# TASK REQUIREMENTS
a - Which news outlets are cited as sources in the science and health news summaries below? List each one once.
b - Pick up the science and health news summaries below after their final item, and add more text in the same style.

A survey of bat species in the United Kingdom has revealed new coronaviruses, some belonging to the same group as SARS-CoV-2. Previously, research on coronaviruses focused on China and southeast Asia, where bats carry the closest known relatives of SARS-CoV-2. However, this study suggests that Europe and the UK have been overlooked. Genetic sequencing of bat samples uncovered nine coronaviruses, including sarbecoviruses and one related to the virus responsible for Middle East Respiratory Syndrome (MERS). Laboratory studies found that one UK sarbecovirus could infect human cells but with less efficiency than SARS-CoV-2. Although the current UK coronaviruses pose a low risk of spreading to humans, experts warn that further adaptations could occur, potentially leading to future spillover events and pandemics. (Nature)
Indian manufacturer Marion Biotech, accused by Uzbekistan of poisoning 19 children with cough syrups, reportedly used a toxic industrial-grade ingredient instead of the pharmaceutical version, according to sources. The company purchased propylene glycol (PG) from Maya Chemtech India, a trader not licensed to sell pharmaceutical-grade materials. Marion did not test the ingredient before using it in the syrups. The cough syrups, Ambronol and DOK-1 Max, were found to contain unacceptable levels of toxins diethylene glycol (DEG) and ethylene glycol (EG), not meant for human consumption. Last year, similar incidents occurred in Gambia and Indonesia, leading to an international inquiry into the pharmaceutical supply chain. Uzbekistan and Gambia have imposed restrictions on Indian pharmaceutical exports. (Reuters)
Anthony Kelly, a former Marine, experienced chronic pain and developed an opioid addiction after a roofing accident. His addiction led him to seek pain management clinics in Florida and eventually turn to a combination of heroin and cocaine. Over a decade later, Kelly now manages his substance use disorder with buprenorphine, a prescription medication that reduces cravings and withdrawal symptoms. He receives the medication from a mobile health clinic in Baltimore, which offers free services to opioid users, including wound care, hepatitis C treatment, and naloxone. This harm reduction approach aims to keep people alive while they navigate the challenges of recovery. Baltimore has been proactive in addressing the opioid crisis, providing access to naloxone and implementing mobile treatment programs. Despite the ongoing struggle, individuals like Kelly find hope in these initiatives and strive to regain stability in their lives. (Associated Press)
ABSTRACT: Biodiversity is declining globally in response to multiple human stressors, including climate forcing. Nonetheless, local diversity trends are inconsistent in some taxa, obscuring contributions of local processes to global patterns. Arctic tundra diversity, including plants, fungi, and lichens, declined during a 15-year experiment that combined warming with exclusion of large herbivores known to influence tundra vegetation composition. Tundra diversity declined regardless of experimental treatment, as background growing season temperatures rose with sea ice loss. However, diversity declined slower with large herbivores than without them. This difference was associated with an increase in effective diversity of large herbivores as formerly abundant caribou declined and muskoxen increased. Efforts that promote herbivore diversity, such as rewilding, may help mitigate impacts of warming on tundra diversity. (Science)

# DATASET EXTRACT

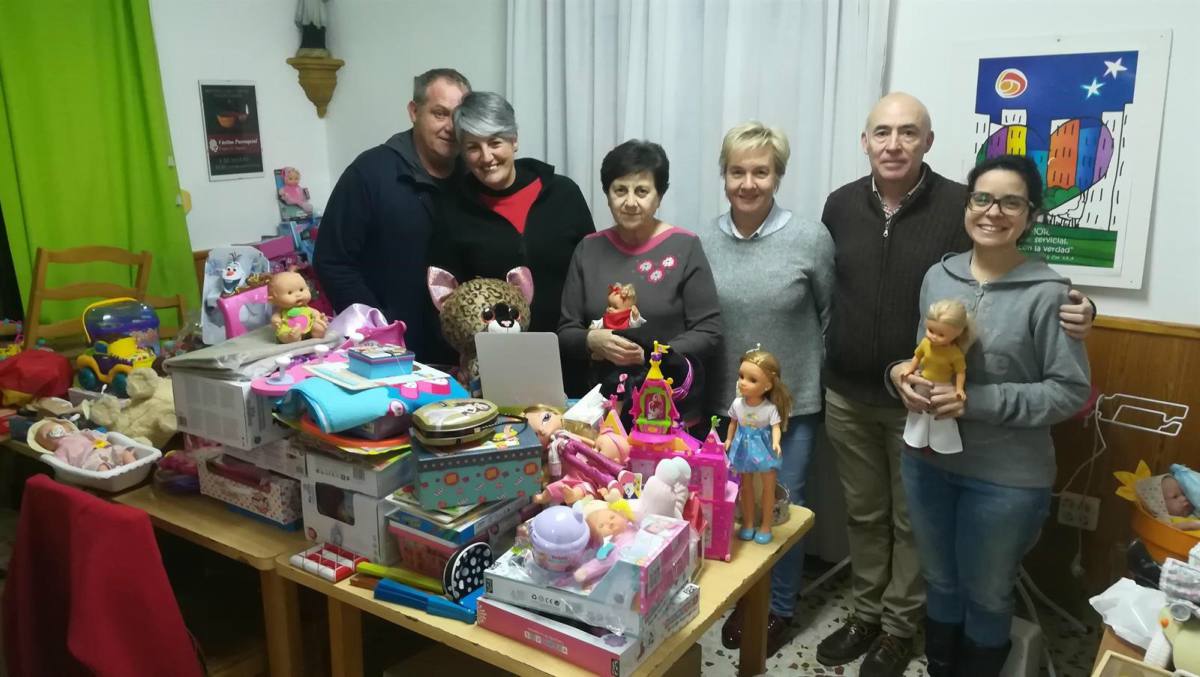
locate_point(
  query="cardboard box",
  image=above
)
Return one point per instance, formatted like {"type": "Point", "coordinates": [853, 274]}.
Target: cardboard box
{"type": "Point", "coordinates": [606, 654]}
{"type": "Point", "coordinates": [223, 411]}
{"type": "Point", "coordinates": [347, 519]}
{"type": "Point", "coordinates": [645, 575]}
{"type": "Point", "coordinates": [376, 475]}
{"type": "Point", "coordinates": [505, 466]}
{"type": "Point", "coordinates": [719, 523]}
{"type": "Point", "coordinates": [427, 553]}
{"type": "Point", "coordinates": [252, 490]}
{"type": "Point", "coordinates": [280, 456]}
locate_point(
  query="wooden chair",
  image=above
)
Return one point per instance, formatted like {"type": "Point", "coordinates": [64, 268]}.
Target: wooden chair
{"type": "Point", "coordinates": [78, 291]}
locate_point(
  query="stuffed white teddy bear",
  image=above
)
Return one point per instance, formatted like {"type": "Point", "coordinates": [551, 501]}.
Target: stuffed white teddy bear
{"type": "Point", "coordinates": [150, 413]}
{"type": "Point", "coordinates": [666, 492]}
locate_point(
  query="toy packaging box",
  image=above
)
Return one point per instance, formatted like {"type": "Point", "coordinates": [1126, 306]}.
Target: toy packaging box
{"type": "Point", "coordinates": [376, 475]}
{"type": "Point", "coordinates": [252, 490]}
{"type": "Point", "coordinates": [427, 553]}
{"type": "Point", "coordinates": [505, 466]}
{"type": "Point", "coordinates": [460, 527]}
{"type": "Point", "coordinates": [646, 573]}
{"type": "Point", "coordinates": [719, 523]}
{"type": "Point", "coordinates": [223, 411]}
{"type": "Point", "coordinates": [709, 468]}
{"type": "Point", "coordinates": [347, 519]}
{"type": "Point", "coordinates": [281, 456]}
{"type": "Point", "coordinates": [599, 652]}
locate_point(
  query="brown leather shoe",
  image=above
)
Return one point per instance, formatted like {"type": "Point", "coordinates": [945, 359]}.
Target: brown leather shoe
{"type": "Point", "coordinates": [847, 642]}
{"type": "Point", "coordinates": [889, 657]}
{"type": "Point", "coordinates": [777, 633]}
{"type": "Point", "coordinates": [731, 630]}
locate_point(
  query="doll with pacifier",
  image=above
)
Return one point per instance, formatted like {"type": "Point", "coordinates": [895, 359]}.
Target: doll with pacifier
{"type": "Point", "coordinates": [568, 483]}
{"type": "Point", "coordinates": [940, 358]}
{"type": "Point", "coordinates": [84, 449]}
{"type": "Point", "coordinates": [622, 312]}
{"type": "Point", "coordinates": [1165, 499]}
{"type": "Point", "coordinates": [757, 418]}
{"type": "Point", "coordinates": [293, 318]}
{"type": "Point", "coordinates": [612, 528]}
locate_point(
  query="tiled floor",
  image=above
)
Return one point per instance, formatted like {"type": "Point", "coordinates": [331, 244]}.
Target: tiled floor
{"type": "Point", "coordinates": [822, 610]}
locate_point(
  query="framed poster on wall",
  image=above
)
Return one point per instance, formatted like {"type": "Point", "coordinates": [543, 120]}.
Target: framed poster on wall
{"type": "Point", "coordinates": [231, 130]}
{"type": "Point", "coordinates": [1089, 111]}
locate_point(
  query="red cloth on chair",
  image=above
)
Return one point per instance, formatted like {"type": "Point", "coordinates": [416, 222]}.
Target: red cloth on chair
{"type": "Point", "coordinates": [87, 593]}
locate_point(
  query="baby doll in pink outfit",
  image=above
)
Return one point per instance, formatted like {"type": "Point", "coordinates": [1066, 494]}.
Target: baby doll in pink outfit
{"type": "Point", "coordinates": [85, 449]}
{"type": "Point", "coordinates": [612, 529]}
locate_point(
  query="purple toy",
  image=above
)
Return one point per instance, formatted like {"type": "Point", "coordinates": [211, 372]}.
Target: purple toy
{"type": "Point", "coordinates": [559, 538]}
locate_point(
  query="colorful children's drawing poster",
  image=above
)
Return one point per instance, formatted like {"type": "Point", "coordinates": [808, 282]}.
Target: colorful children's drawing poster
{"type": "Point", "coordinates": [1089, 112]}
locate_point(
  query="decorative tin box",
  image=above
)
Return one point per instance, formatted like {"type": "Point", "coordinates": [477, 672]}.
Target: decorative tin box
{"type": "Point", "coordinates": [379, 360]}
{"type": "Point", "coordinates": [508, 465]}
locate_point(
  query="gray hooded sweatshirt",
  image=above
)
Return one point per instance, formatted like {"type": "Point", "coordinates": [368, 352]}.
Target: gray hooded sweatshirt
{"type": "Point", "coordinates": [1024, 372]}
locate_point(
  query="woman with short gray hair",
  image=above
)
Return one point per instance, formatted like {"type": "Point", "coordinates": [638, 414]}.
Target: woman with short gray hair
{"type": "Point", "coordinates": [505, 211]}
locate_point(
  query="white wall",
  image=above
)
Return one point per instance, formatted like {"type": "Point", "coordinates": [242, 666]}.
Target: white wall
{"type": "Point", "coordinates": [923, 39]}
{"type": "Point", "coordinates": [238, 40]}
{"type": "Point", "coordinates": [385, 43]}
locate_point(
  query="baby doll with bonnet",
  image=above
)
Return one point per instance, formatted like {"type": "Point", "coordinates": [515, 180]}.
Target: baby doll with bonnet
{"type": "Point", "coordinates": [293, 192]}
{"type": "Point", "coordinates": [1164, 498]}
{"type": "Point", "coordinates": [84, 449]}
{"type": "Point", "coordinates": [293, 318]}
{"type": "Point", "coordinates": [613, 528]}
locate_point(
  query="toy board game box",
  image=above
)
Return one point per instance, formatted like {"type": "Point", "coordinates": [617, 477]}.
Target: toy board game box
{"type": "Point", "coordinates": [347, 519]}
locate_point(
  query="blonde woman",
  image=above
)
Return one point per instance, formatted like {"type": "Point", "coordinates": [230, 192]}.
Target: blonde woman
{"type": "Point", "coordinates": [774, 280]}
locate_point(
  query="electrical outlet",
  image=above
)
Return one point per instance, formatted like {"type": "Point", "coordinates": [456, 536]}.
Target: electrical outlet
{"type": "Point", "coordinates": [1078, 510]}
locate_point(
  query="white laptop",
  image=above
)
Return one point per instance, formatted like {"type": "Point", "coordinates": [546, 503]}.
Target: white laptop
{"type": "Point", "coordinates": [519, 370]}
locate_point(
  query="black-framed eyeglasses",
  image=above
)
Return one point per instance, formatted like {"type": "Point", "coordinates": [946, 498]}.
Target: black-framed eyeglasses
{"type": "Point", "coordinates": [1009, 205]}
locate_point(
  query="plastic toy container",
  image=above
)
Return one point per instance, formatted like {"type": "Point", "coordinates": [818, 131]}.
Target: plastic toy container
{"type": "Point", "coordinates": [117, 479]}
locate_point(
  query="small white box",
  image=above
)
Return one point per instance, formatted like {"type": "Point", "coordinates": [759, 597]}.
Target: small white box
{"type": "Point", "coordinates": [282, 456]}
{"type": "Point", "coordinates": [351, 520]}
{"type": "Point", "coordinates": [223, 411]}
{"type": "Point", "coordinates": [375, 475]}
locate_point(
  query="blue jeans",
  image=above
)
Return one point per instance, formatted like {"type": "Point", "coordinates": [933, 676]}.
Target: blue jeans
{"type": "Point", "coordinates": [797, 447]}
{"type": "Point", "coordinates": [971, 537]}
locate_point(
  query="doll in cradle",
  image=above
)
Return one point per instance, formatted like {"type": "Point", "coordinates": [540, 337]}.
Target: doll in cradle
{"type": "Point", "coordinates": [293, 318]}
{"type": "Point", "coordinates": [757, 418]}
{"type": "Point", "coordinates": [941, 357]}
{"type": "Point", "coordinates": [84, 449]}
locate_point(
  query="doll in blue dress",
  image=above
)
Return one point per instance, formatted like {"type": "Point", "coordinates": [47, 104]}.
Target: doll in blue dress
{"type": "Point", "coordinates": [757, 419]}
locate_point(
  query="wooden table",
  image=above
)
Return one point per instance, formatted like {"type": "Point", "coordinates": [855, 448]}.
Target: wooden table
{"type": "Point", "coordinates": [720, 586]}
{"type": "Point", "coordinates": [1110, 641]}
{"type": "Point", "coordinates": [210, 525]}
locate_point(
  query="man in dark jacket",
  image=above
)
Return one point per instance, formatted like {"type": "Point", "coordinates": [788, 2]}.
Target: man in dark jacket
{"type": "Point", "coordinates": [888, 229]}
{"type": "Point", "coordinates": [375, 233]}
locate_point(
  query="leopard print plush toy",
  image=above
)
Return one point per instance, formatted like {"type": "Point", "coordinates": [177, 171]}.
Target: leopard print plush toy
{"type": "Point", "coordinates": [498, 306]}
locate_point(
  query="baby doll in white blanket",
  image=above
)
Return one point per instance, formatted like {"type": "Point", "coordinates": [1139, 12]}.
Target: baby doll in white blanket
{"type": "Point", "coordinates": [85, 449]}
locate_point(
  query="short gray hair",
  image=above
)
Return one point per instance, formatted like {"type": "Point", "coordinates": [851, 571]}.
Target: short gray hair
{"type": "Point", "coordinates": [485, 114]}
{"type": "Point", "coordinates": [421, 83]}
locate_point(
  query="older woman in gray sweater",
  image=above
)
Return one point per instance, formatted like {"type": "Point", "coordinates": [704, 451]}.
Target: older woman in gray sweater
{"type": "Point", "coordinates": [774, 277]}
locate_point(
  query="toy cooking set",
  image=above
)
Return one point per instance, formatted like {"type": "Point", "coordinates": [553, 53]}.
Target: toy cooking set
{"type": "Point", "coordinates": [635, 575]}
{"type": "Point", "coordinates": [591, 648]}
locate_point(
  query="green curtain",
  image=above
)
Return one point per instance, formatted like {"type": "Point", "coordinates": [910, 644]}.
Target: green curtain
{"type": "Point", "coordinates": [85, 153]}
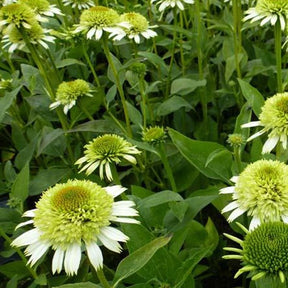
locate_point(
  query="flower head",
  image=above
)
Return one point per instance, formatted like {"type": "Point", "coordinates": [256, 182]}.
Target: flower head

# SOLVED PROBLEMS
a - Nature, Reuters, Associated Press, Science

b -
New research from the Okinawa Institute of Science and Technology in Japan suggests that octopuses may experience a form of dreaming during their sleep. The study confirms that octopuses undergo two stages of sleep, including an “active sleep” stage characterized by rapid changes in skin texture and patterning. This active stage shows similarities to REM sleep observed in humans and other vertebrates, which is associated with dreaming. The researchers studied 29 octopuses and found that they displayed different reactions depending on their wakefulness, quiet sleep, or active sleep stages. When deprived of sleep, the octopuses showed an increased rate of active sleep, indicating a self-regulating control. Neural activity recordings during active sleep showed a strong correlation with wakeful brain activity, and the octopuses also exhibited rapid transitions through skin patterns seen during wakefulness. While the study does not prove that octopuses dream, it provides evidence supporting the idea. (The Guardian)
A fossilized leg bone dating back 1.45 million years may provide the earliest evidence of ancient humans engaging in cannibalism. The bone, described in a study published in Scientific Reports, displays cut marks resembling butchery marks found on animal bones from the same era. The marks, located in a strategic spot for muscle removal, suggest that the intention was to carve up the carcass for consumption. Researchers concluded that the cuts were made by stone tools, ruling out other processes. While previous evidence of hominin butchery has been found in Europe and Africa, this finding provides insights into ancient human behavior and food-gathering habits. However, without knowledge of the species to which the bone belongs, it is unclear whether the cut marks indicate cannibalism. Further research involving more fossils is needed to gain a deeper understanding of early hominin behavior. (Nature)
Thanks for reading. Let’s be careful out there.